▶ [What you should do]:
Your answer must be the records below, repeated exactly, with every picture left out.

▶ [Records provided]:
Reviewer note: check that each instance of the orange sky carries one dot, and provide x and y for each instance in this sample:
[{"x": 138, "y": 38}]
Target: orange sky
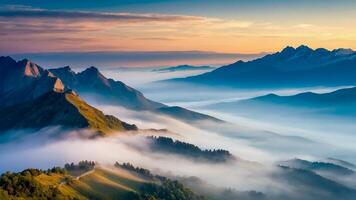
[{"x": 41, "y": 30}]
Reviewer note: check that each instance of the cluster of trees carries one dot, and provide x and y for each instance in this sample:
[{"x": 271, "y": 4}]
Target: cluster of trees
[
  {"x": 169, "y": 145},
  {"x": 167, "y": 190},
  {"x": 144, "y": 173},
  {"x": 24, "y": 185},
  {"x": 84, "y": 165}
]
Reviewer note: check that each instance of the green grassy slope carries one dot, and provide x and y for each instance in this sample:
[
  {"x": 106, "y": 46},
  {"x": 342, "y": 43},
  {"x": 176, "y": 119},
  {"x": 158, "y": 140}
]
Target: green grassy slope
[{"x": 98, "y": 183}]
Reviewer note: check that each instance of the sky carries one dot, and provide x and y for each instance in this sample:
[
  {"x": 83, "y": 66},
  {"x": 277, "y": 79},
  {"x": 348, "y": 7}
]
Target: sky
[{"x": 229, "y": 26}]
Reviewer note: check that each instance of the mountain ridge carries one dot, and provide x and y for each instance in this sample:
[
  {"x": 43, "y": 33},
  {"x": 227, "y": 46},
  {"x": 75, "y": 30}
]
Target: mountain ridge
[
  {"x": 64, "y": 109},
  {"x": 291, "y": 67}
]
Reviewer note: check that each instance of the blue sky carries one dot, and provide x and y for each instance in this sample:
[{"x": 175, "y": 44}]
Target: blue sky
[{"x": 230, "y": 26}]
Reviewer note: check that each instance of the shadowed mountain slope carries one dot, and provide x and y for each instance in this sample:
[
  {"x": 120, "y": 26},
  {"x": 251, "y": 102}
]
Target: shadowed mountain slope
[
  {"x": 92, "y": 82},
  {"x": 23, "y": 80},
  {"x": 65, "y": 109},
  {"x": 292, "y": 67}
]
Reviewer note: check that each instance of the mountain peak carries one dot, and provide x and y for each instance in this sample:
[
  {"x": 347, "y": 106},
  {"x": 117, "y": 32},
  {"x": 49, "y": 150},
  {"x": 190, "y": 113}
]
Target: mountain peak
[
  {"x": 343, "y": 51},
  {"x": 30, "y": 68},
  {"x": 303, "y": 48},
  {"x": 92, "y": 69}
]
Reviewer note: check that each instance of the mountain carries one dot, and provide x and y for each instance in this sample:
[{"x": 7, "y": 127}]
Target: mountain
[
  {"x": 182, "y": 68},
  {"x": 319, "y": 167},
  {"x": 23, "y": 80},
  {"x": 92, "y": 82},
  {"x": 98, "y": 182},
  {"x": 291, "y": 67},
  {"x": 64, "y": 109},
  {"x": 168, "y": 145},
  {"x": 341, "y": 102},
  {"x": 308, "y": 185},
  {"x": 185, "y": 114}
]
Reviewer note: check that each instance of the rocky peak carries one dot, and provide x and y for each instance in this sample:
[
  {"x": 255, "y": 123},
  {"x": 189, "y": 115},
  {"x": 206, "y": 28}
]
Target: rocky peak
[{"x": 29, "y": 68}]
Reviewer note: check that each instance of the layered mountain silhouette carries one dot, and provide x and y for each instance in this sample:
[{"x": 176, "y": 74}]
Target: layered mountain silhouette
[
  {"x": 33, "y": 97},
  {"x": 23, "y": 80},
  {"x": 341, "y": 102},
  {"x": 94, "y": 84},
  {"x": 65, "y": 109},
  {"x": 182, "y": 68},
  {"x": 291, "y": 67},
  {"x": 319, "y": 167}
]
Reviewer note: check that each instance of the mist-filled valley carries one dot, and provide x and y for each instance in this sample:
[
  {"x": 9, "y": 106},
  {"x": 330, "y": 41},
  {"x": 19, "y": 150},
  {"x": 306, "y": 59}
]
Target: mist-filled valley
[{"x": 205, "y": 137}]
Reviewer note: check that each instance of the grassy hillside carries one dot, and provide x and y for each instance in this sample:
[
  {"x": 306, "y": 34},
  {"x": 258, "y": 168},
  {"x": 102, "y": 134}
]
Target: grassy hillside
[
  {"x": 97, "y": 183},
  {"x": 95, "y": 118},
  {"x": 59, "y": 108}
]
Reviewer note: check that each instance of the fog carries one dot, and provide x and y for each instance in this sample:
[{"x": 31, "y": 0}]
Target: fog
[
  {"x": 258, "y": 149},
  {"x": 259, "y": 144}
]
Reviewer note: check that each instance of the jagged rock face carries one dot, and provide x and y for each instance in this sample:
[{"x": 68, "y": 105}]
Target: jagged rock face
[
  {"x": 24, "y": 80},
  {"x": 64, "y": 109},
  {"x": 92, "y": 82}
]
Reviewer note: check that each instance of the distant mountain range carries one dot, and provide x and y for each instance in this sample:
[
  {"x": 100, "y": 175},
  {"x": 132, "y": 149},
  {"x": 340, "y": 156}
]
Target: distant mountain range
[
  {"x": 182, "y": 68},
  {"x": 33, "y": 97},
  {"x": 66, "y": 109},
  {"x": 291, "y": 67},
  {"x": 91, "y": 82},
  {"x": 22, "y": 81},
  {"x": 341, "y": 102}
]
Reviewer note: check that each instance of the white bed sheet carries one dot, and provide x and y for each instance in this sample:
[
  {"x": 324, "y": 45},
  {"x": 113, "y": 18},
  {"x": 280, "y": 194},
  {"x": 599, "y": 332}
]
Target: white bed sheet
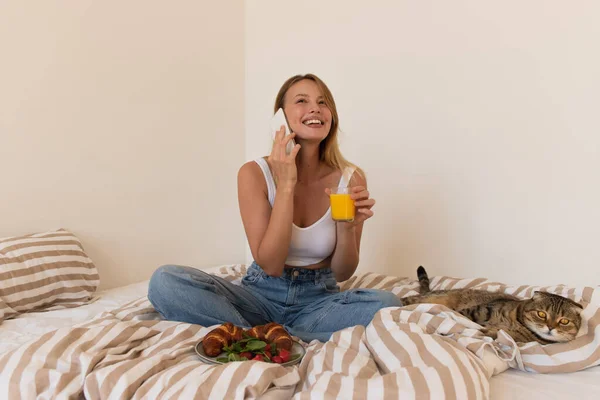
[
  {"x": 25, "y": 327},
  {"x": 511, "y": 384},
  {"x": 517, "y": 385}
]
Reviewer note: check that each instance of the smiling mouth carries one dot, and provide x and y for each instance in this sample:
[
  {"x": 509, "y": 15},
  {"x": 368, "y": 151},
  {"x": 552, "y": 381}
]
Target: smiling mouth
[{"x": 313, "y": 122}]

▶ [Reply to the exercise]:
Reviewer note: check that each instance of the orange sky carries one dot, and provide x and y for each instance in this sample:
[{"x": 138, "y": 38}]
Target: orange sky
[{"x": 41, "y": 30}]
Reviewer note: check that each instance of the cluster of trees carries one dot, and provide x and y for each instance in this sample:
[{"x": 271, "y": 4}]
Target: cluster of trees
[
  {"x": 169, "y": 145},
  {"x": 167, "y": 190},
  {"x": 144, "y": 173},
  {"x": 24, "y": 185},
  {"x": 84, "y": 165}
]
Reviewer note: check that each instance of the green grassy slope carries one dot, and provide x and y for each instance in this sample:
[
  {"x": 106, "y": 46},
  {"x": 342, "y": 43},
  {"x": 176, "y": 119},
  {"x": 158, "y": 140}
]
Target: green grassy slope
[{"x": 98, "y": 183}]
Reviewer note: check that each instance of the sky carries one dot, and provide x and y for each instance in this sample:
[
  {"x": 83, "y": 66},
  {"x": 277, "y": 79},
  {"x": 348, "y": 7}
]
Target: sky
[{"x": 229, "y": 26}]
Reviewer note: check that each instance of the mountain ridge carries one dot, and provide x and y for each instance in this sample:
[
  {"x": 43, "y": 33},
  {"x": 227, "y": 46},
  {"x": 75, "y": 30}
]
Target: mountain ridge
[
  {"x": 64, "y": 109},
  {"x": 291, "y": 67}
]
Reviewer note: check that each instance of the blue sky carries one dot, and provide x and y for each instance in this sample:
[{"x": 175, "y": 44}]
Target: blue sky
[{"x": 230, "y": 26}]
Reviewer note: check that each instance of the shadowed mountain slope carries one dot, and provide x and y for each instance in this sample:
[
  {"x": 120, "y": 26},
  {"x": 251, "y": 102}
]
Target: shadowed mountain slope
[
  {"x": 92, "y": 82},
  {"x": 23, "y": 80},
  {"x": 65, "y": 109},
  {"x": 292, "y": 67}
]
Reviewer note: check that each instance of the mountain peak carries one dot, and provide x and y for each instance in this sample:
[
  {"x": 347, "y": 106},
  {"x": 117, "y": 32},
  {"x": 49, "y": 150},
  {"x": 190, "y": 113}
]
Target: mountain peak
[
  {"x": 343, "y": 51},
  {"x": 30, "y": 68},
  {"x": 303, "y": 48},
  {"x": 92, "y": 69}
]
Reviewer note: check that each instance of the mountain carries one dot, and provide x and y for each instance in this sample:
[{"x": 7, "y": 127}]
Target: mountain
[
  {"x": 182, "y": 68},
  {"x": 319, "y": 167},
  {"x": 23, "y": 80},
  {"x": 92, "y": 82},
  {"x": 98, "y": 182},
  {"x": 291, "y": 67},
  {"x": 64, "y": 109},
  {"x": 168, "y": 145},
  {"x": 341, "y": 102},
  {"x": 308, "y": 185},
  {"x": 185, "y": 114}
]
Reviewer note: check that each instance of the rocky peak carries one dot, and provide x and y for each instance in this sample:
[
  {"x": 255, "y": 123},
  {"x": 189, "y": 115},
  {"x": 206, "y": 28}
]
Target: rocky peak
[{"x": 29, "y": 68}]
Reviewer note: check that each instance of the layered mountain silhouette carries one dot, and provide x and y for each instance in this sample:
[{"x": 176, "y": 74}]
Target: layered mountain silhouette
[
  {"x": 33, "y": 97},
  {"x": 23, "y": 80},
  {"x": 341, "y": 102},
  {"x": 94, "y": 84},
  {"x": 65, "y": 109},
  {"x": 182, "y": 68},
  {"x": 291, "y": 67},
  {"x": 319, "y": 167}
]
Reviewer note: check that each instance of the mist-filled valley carries one dot, and provide x and y for each instance in this sample:
[
  {"x": 9, "y": 106},
  {"x": 330, "y": 41},
  {"x": 19, "y": 150},
  {"x": 306, "y": 59}
]
Target: mist-filled valley
[{"x": 205, "y": 137}]
Reviewer note: check that each instance of the grassy hillside carries one dot, and provide x and y for each instance in this sample:
[
  {"x": 306, "y": 34},
  {"x": 258, "y": 168},
  {"x": 102, "y": 134}
]
Target: grassy hillside
[
  {"x": 97, "y": 183},
  {"x": 95, "y": 118},
  {"x": 59, "y": 108}
]
Reviewer note: check that each instance of the fog carries one dot, and provide x and y for each instance in this sample:
[{"x": 31, "y": 0}]
Target: fog
[
  {"x": 258, "y": 149},
  {"x": 259, "y": 144}
]
Reviewer note: check that each instance of the jagged rock face carries one dot, and provide x and y for each instance in this sample:
[{"x": 68, "y": 105}]
Target: jagged rock face
[
  {"x": 24, "y": 80},
  {"x": 64, "y": 109},
  {"x": 92, "y": 82}
]
Reviewer note: check that each instance of the distant mountain range carries one dot, and provide x and y for each instance in this sample:
[
  {"x": 100, "y": 175},
  {"x": 132, "y": 149},
  {"x": 340, "y": 156}
]
Target: distant mountain range
[
  {"x": 182, "y": 68},
  {"x": 33, "y": 97},
  {"x": 66, "y": 109},
  {"x": 291, "y": 67},
  {"x": 91, "y": 82},
  {"x": 22, "y": 81},
  {"x": 341, "y": 102}
]
Reviewer note: check that each instance of the white bed sheet carries one dot, and provide x and y for each instance in this sample:
[
  {"x": 324, "y": 45},
  {"x": 113, "y": 18},
  {"x": 280, "y": 194},
  {"x": 599, "y": 332}
]
Target: white bed sheet
[
  {"x": 25, "y": 327},
  {"x": 511, "y": 384},
  {"x": 517, "y": 385}
]
Reviewer note: check that each instance of the smiling mouth carries one dot, and provide x and y for each instance in this sample:
[
  {"x": 509, "y": 15},
  {"x": 368, "y": 151},
  {"x": 552, "y": 381}
]
Target: smiling mouth
[{"x": 313, "y": 122}]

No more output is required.